Print the data that follows exactly.

Entries from a pointing dataset:
● ● ● ● ● ● ●
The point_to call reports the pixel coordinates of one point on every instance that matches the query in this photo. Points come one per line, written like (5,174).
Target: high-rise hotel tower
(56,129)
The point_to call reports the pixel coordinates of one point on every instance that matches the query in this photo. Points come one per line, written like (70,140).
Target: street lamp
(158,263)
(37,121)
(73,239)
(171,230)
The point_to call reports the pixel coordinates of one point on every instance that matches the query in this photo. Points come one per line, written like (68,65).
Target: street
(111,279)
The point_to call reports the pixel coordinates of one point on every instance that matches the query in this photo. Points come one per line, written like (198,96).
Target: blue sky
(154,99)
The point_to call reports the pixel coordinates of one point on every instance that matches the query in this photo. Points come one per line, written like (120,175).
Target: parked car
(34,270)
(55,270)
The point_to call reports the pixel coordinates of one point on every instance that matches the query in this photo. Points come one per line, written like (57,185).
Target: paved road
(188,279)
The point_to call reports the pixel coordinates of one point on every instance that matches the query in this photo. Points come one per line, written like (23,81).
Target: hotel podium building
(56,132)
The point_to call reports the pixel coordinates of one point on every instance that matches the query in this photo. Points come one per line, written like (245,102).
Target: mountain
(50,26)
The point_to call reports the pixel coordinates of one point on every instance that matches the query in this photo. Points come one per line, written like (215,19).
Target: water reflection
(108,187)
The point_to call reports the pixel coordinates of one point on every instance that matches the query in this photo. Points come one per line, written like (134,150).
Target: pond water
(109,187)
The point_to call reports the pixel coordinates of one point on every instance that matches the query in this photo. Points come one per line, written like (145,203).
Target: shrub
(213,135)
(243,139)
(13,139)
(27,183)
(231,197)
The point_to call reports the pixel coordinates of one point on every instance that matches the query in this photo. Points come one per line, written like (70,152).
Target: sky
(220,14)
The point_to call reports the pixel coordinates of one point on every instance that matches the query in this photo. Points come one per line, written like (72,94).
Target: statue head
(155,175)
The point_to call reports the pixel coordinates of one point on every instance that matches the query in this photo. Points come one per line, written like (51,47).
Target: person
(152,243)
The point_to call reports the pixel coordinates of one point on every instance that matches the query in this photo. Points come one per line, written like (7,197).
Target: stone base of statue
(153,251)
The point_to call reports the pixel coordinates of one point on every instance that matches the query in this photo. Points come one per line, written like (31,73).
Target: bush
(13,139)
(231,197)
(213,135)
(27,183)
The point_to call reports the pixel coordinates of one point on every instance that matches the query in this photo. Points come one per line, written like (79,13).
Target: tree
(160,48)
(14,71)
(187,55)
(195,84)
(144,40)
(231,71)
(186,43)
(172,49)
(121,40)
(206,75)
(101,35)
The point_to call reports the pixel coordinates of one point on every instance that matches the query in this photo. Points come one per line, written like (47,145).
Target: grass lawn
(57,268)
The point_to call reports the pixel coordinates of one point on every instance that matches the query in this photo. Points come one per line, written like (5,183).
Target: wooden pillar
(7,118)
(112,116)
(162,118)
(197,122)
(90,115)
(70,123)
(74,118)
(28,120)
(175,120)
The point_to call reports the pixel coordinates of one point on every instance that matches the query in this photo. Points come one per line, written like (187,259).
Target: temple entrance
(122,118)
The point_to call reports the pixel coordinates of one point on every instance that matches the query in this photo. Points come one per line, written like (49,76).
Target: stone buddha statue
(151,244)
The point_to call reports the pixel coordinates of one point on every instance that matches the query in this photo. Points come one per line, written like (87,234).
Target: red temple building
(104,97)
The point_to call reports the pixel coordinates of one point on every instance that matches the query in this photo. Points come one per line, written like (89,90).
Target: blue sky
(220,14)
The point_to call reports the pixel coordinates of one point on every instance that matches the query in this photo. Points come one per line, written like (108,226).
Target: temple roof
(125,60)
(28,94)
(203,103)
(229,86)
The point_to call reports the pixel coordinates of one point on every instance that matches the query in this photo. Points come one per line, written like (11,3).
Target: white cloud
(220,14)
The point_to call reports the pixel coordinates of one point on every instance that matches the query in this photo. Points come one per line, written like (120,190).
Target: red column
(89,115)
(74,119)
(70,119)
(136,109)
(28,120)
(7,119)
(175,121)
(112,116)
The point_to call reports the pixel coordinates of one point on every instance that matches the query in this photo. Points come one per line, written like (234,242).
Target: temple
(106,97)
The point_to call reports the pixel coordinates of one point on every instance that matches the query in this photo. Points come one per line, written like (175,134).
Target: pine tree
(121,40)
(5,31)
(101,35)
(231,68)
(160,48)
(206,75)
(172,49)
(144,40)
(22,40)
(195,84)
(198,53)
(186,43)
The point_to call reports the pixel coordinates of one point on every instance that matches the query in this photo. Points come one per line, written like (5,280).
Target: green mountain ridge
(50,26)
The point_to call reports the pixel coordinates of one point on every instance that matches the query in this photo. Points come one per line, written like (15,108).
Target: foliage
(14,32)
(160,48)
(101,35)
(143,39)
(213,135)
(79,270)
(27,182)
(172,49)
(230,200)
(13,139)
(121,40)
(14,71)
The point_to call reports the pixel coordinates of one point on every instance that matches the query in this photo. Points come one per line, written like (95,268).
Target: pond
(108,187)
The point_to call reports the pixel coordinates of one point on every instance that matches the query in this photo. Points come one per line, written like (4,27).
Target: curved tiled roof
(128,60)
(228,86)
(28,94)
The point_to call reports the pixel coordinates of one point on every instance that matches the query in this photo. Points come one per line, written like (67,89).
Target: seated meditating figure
● ● ● ● ● ● ●
SOLUTION FOR THIS EXERCISE
The point_to call reports the pixel coordinates of one point on every instance that matches the query in this photo. Points come one per line, written like (5,174).
Target: high-rise hotel tower
(56,129)
The point_to call reports the pixel coordinates of one point on every instance that matches the query in this photo. Points come one per line, written like (70,140).
Target: street lamp
(158,263)
(37,121)
(73,239)
(171,230)
The point_to call reports the pixel coordinates of one point on every instance that matches the query in this photo. Points come one per line, written like (68,65).
Target: street
(111,279)
The point_to call reports the pixel coordinates of one point on every instance that matches the query in this photo. Points come one per line, written like (198,96).
Target: blue sky
(154,99)
The point_to call reports the pixel coordinates of one point on every instance that matches the query in this photo. Points come one per line, written like (120,175).
Target: parked car
(34,270)
(55,270)
The point_to call reports the pixel coordinates of one point on every instance that matches the query in this photo. Points come one per line, written like (57,185).
Target: paved road
(188,279)
The point_to call reports the pixel coordinates of one point on every instance that matches the query in this photo. Points come one per line, written like (23,81).
Target: hotel podium building
(56,132)
The point_to call reports the pixel coordinates of one point on every instance that matches the query in this photo. Points come one per line, written like (245,102).
Target: mountain
(50,26)
The point_to call reports the pixel coordinates of one point on every instance that matches the query in this photo. Points come one per line, written like (215,19).
Target: water reflection
(108,187)
The point_to call reports the pixel coordinates of one point on every instance that matches the query in this photo. Points come one per line, written like (134,150).
Target: pond water
(109,187)
The point_to call reports the pixel coordinates of one point on every instance that matches the query in this photo. Points come one per line, written like (145,203).
Target: shrub
(213,135)
(243,139)
(13,139)
(27,183)
(231,197)
The point_to call reports the pixel coordinates of one point on every instance that matches the query in this photo. Points come one per line, written like (70,152).
Target: sky
(220,14)
The point_to call reports the pixel coordinates of one point on every instance that matches the query in this photo. Points come one per line, written like (72,94).
Target: statue head
(155,175)
The point_to call reports the pixel coordinates of one point on every instance that matches the query in this photo. Points come one per line, written like (51,47).
Target: person
(152,243)
The point_to call reports the pixel coordinates of one point on every instance that matches the query in this photo. Points come one per line, written like (7,197).
Target: stone base of statue
(153,251)
The point_to call reports the pixel coordinates of one point on every instance that matches the query in this photo. Points come one per line, written like (31,73).
Target: bush
(13,139)
(231,197)
(213,135)
(27,183)
The point_to call reports the pixel coordinates of one point on every instance that matches the query in this photo. Points come one per line, written like (79,13).
Target: tree
(160,48)
(14,71)
(187,55)
(195,84)
(144,40)
(231,71)
(186,43)
(172,49)
(121,40)
(206,75)
(101,35)
The point_to call reports the pixel coordinates of one point on every instance that matches the query in this photo. Points come one per line, written like (47,145).
Target: grass lawn
(57,268)
The point_to call reports the pixel coordinates of one point on every instance that matches the query in this photo. Points come one per line, written like (5,183).
Target: wooden pillar
(7,118)
(112,116)
(162,118)
(197,122)
(90,115)
(70,123)
(74,118)
(28,120)
(175,120)
The point_to call reports the pixel coordinates of one point on every instance that matches the query in this photo. Points come one per line, written like (187,259).
Target: temple entrance
(122,118)
The point_to call reports the pixel coordinates of one point on every instance that matches the query in this photo. Points come one per line, written like (49,76).
Target: stone buddha statue
(151,244)
The point_to call reports the pixel coordinates of one point on every instance that matches the query in this photo. Points come one per line, written like (87,234).
Target: red temple building
(104,97)
The point_to call reports the pixel coordinates of one point on every instance that matches the query in this photo. Points come one per line, written like (89,90).
Target: blue sky
(220,14)
The point_to call reports the pixel coordinates of one point on every instance that matches the query in this photo. Points come one per line, written like (108,226).
Target: temple roof
(125,60)
(28,94)
(203,103)
(229,86)
The point_to call reports the pixel coordinates of one point on every instance that matches the query in this photo. Points come one per line, written like (11,3).
Target: white cloud
(220,14)
The point_to call reports the pixel coordinates of one point on every instance that matches the query in this photo. Points come one per line, written like (120,190).
Target: red column
(89,115)
(74,119)
(70,119)
(136,109)
(28,120)
(7,119)
(175,121)
(112,116)
The point_to call reports the pixel coordinates of one point on every instance that matches the query in this photo. Points come one per line, written like (234,242).
Target: temple
(106,97)
The point_to call reports the pixel coordinates of one point on every instance that matches the query in this photo. Points come one per line, written like (175,134).
Target: pine tree
(121,40)
(5,31)
(101,35)
(231,68)
(160,48)
(206,75)
(172,49)
(144,40)
(22,40)
(195,84)
(198,53)
(186,43)
The point_to call reports the pixel coordinates of one point on every instance that matches the query in this photo. Points come one per line, written like (5,280).
Target: green mountain ridge
(50,26)
The point_to call reports the pixel coordinates of one point on every instance that matches the query in this photo. Points come one per line, written like (15,108).
Target: foliage
(14,32)
(160,48)
(101,35)
(143,39)
(213,135)
(79,270)
(27,182)
(172,49)
(230,200)
(13,139)
(121,40)
(14,71)
The point_to call reports the pixel coordinates of one point on every instance that matches the query in this photo. Points come one per line, written like (95,268).
Target: pond
(108,187)
The point_to call reports the pixel coordinates of one point on every instance that matches the query in this photo. Points come one per line, written like (4,27).
Target: curved tiled roof
(128,60)
(228,86)
(28,94)
The point_to call reports the pixel coordinates of one point on every instance that matches the query in this photo. Points come one per line, written like (67,89).
Target: seated meditating figure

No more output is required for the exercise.